*EXTRAIT PROPOSÉ*.
Pendant le mois de septembre de 2020, Guillaume Soucy et l’organisme À portée de mains ont eu la brillante initiative de diffuser un projet de multimédia éphémère sur les murs du quartier St-Michel à Montréal.
L’idée était de synchroniser les poèmes ou textes de différents écrivains (un/une par semaine) sur des images et de la musique en toile de fond.
Ils m’ont contactée pour me proposer de faire partie des auteurs. Ils m’ont dit “St-Michel, poésie, réverbérée direct sur les murs et corner des petites rues et avenues passantes…
J’ai répondu : « C’est cool. Présente. C’est le moment de se redonner à la source. »
Et j’ai écrit un texte pour l’occasion. 

En arrivant sur place, j’étais pas certaine de mon feeling initial.
J’me suis demandé quel était le réel entrainement du geste puisqu’il n’y avait pas eu de promotion et donc pas de foule sur les lieux.
Mais quelque chose, de l’ordre du subconscient, m’a gardée plus longtemps que prévu sur place. 
Puis comme j’écoutais la musique et lisais mon texte qui se répétait en boucle, imprégné dans cet environnement et surtout, dans les regards des citoyens qui passaient avec leurs quotidiens dans les mains dans leurs démarches existentielles, j’ai tout pigé.

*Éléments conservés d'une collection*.
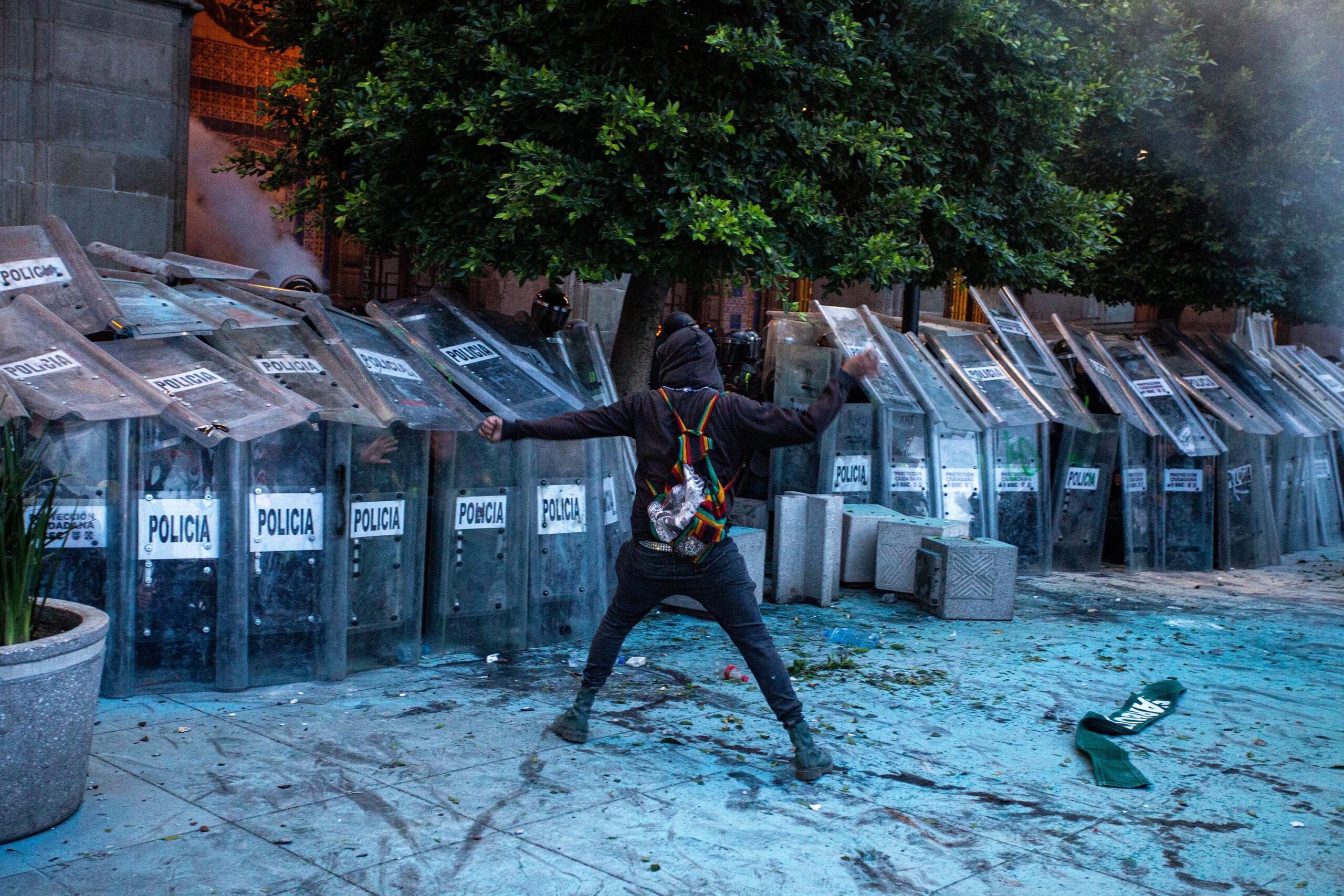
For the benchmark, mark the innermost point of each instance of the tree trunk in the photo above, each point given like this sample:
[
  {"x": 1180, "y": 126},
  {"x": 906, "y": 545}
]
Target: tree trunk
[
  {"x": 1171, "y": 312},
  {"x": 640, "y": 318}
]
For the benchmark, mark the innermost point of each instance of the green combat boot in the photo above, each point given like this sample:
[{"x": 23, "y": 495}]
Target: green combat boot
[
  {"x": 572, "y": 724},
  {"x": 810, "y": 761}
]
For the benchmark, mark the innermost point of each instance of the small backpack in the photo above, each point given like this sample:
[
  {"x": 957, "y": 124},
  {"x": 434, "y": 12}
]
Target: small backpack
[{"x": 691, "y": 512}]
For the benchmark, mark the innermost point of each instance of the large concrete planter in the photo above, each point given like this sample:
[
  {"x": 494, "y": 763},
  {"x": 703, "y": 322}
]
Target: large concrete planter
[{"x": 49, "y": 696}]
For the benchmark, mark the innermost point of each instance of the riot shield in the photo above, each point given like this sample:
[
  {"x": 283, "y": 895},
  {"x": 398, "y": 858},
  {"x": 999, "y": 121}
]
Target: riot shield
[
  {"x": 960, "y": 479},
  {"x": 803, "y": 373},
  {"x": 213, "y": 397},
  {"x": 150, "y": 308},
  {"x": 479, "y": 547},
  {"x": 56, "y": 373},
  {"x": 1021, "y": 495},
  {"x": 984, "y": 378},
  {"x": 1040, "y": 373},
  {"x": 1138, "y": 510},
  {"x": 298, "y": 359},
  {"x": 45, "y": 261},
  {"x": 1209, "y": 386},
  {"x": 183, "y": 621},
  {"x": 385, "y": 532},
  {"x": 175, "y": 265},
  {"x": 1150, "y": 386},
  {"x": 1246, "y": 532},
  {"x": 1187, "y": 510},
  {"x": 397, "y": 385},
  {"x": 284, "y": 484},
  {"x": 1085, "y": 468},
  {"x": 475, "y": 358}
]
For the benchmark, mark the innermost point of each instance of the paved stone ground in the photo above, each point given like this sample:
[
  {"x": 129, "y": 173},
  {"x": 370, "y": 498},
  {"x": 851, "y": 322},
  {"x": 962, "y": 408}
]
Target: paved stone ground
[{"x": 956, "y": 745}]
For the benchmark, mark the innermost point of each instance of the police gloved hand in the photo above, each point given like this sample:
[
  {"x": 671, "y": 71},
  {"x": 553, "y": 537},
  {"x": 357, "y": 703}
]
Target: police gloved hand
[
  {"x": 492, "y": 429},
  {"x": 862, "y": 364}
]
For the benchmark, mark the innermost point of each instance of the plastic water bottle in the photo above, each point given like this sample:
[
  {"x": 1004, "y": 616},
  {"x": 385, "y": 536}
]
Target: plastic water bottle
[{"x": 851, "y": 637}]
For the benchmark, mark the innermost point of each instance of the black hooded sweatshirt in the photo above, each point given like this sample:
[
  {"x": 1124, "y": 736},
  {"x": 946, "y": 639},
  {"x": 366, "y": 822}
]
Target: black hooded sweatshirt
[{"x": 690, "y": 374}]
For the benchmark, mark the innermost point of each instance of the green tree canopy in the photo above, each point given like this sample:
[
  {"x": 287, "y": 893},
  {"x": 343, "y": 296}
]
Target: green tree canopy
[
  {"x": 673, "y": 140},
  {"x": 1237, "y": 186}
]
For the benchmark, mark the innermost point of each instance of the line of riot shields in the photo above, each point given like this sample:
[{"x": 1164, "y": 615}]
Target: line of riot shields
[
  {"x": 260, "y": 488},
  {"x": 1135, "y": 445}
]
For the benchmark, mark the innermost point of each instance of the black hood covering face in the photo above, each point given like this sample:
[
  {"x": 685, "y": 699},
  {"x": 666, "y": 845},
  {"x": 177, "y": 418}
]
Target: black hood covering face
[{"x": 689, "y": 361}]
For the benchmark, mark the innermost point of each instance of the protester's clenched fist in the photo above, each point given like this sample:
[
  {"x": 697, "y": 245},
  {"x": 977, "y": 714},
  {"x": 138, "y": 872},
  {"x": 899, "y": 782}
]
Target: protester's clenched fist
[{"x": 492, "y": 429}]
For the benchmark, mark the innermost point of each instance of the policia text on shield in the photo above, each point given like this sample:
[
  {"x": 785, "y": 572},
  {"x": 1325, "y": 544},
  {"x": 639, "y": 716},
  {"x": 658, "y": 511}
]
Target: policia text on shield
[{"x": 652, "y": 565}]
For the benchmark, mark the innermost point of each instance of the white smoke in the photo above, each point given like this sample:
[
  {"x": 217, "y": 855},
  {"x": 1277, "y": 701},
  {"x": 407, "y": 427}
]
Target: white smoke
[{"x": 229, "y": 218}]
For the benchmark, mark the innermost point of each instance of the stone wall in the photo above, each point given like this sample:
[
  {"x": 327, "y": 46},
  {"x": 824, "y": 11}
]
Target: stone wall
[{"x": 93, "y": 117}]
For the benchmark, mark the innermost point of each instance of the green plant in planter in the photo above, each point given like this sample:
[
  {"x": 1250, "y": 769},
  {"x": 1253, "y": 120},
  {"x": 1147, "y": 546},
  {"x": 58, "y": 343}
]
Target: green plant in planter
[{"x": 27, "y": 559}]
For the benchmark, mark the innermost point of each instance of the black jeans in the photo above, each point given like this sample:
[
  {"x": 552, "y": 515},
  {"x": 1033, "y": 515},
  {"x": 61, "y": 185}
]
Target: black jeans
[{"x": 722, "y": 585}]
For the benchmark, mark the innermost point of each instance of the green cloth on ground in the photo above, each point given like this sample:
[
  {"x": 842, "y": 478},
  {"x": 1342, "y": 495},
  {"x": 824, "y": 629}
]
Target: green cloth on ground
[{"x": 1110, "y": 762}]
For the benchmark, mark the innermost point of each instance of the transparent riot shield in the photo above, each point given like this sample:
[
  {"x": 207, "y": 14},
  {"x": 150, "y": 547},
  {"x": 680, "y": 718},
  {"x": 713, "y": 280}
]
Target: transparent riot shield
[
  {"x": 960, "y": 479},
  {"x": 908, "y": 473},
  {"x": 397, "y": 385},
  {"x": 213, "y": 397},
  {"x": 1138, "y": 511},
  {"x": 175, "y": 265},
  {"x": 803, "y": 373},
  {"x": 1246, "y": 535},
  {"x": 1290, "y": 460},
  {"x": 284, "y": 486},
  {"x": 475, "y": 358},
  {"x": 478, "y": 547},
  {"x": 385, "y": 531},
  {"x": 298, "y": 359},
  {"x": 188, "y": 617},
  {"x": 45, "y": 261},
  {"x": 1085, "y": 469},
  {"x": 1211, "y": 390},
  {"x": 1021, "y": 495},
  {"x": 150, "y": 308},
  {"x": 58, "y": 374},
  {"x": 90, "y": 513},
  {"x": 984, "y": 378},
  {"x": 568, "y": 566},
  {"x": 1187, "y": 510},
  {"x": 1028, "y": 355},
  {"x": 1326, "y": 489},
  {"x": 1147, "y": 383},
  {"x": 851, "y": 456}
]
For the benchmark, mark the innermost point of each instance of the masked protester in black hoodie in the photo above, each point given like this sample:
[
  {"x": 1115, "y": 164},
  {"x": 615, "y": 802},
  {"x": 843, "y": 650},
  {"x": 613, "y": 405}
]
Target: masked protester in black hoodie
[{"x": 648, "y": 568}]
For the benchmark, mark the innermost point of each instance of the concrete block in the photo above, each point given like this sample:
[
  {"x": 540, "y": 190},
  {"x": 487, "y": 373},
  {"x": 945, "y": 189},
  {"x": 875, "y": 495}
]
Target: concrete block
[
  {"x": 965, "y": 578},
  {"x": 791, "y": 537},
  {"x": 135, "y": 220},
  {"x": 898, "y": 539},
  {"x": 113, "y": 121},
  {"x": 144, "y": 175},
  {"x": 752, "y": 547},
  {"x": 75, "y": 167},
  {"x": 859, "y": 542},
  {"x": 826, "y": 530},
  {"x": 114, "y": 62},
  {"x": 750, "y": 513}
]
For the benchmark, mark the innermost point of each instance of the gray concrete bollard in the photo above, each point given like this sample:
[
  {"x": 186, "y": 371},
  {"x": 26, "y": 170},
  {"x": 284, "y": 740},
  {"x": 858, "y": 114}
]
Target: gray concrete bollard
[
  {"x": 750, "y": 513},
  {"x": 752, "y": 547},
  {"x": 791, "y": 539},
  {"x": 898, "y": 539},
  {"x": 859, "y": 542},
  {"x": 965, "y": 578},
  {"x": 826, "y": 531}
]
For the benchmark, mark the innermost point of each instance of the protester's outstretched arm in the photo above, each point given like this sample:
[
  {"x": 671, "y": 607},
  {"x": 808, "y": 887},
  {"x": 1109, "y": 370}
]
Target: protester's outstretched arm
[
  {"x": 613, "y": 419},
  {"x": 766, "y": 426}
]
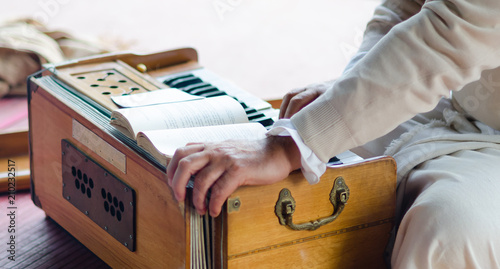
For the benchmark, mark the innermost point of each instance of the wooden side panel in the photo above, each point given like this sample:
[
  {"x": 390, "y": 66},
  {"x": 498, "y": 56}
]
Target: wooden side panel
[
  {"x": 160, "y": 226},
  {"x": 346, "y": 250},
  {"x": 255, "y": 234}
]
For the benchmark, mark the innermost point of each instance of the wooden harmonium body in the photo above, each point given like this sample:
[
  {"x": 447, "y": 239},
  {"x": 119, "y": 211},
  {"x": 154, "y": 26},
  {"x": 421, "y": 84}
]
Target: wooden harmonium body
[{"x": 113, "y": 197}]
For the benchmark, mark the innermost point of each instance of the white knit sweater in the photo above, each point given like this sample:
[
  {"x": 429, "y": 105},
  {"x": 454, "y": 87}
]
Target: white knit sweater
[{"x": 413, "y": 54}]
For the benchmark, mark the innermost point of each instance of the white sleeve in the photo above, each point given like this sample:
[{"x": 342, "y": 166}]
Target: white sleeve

*CONSIGNES DE L'EXERCICE*.
[A] Modifiez le passage de l'extrait qui va de « L’idée était de » jusqu'à « sur les lieux. » en y remplaçant « auteurs » par « poètes ».
[B] Recopiez à l'identique le passage des enregistrements qui va de la ligne contenant « the wooden side » jusqu'à la fin des enregistrements, ces deux bornes comprises.

*RÉPONSES FOURNIES*.
[A]
L’idée était de synchroniser les poèmes ou textes de différents écrivains (un/une par semaine) sur des images et de la musique en toile de fond.
Ils m’ont contactée pour me proposer de faire partie des poètes. Ils m’ont dit “St-Michel, poésie, réverbérée direct sur les murs et corner des petites rues et avenues passantes…
J’ai répondu : « C’est cool. Présente. C’est le moment de se redonner à la source. »
Et j’ai écrit un texte pour l’occasion. 

En arrivant sur place, j’étais pas certaine de mon feeling initial.
J’me suis demandé quel était le réel entrainement du geste puisqu’il n’y avait pas eu de promotion et donc pas de foule sur les lieux.

[B]
For the benchmark, mark the innermost point of each instance of the wooden side panel in the photo above, each point given like this sample:
[
  {"x": 390, "y": 66},
  {"x": 498, "y": 56}
]
Target: wooden side panel
[
  {"x": 160, "y": 226},
  {"x": 346, "y": 250},
  {"x": 255, "y": 234}
]
For the benchmark, mark the innermost point of each instance of the wooden harmonium body in the photo above, each point given like this sample:
[
  {"x": 447, "y": 239},
  {"x": 119, "y": 211},
  {"x": 154, "y": 26},
  {"x": 421, "y": 84}
]
Target: wooden harmonium body
[{"x": 113, "y": 197}]
For the benchmark, mark the innermost point of each instance of the white knit sweater in the photo above, each point given like this sample:
[
  {"x": 429, "y": 105},
  {"x": 454, "y": 87}
]
Target: white knit sweater
[{"x": 413, "y": 54}]
For the benchmark, mark the innermost point of each instance of the white sleeve in the photo above, each point given like this sample:
[{"x": 342, "y": 166}]
Target: white sleeve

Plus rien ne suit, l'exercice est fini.